Rename "side mirror" to "wing mirror" throughout the listing below and reproduce all of its lines with nothing else altered. Omit the pictures from your answer.

Image point annotation entries
..........
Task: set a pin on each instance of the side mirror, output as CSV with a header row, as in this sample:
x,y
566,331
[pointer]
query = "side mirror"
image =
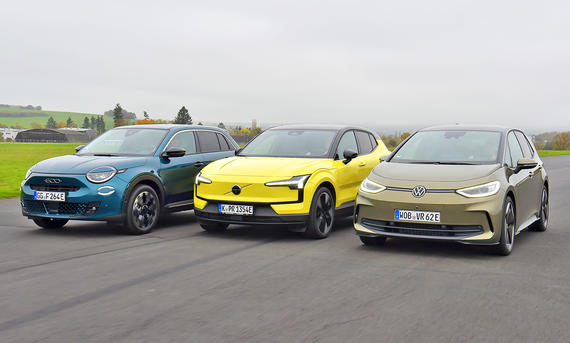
x,y
525,163
173,152
349,155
..........
- _Written solution_
Task: set a pin on each instance of the wing mirror, output as CSV with a header row, as in this sample:
x,y
566,331
[pointer]
query = "wing mirror"
image =
x,y
525,163
173,152
349,155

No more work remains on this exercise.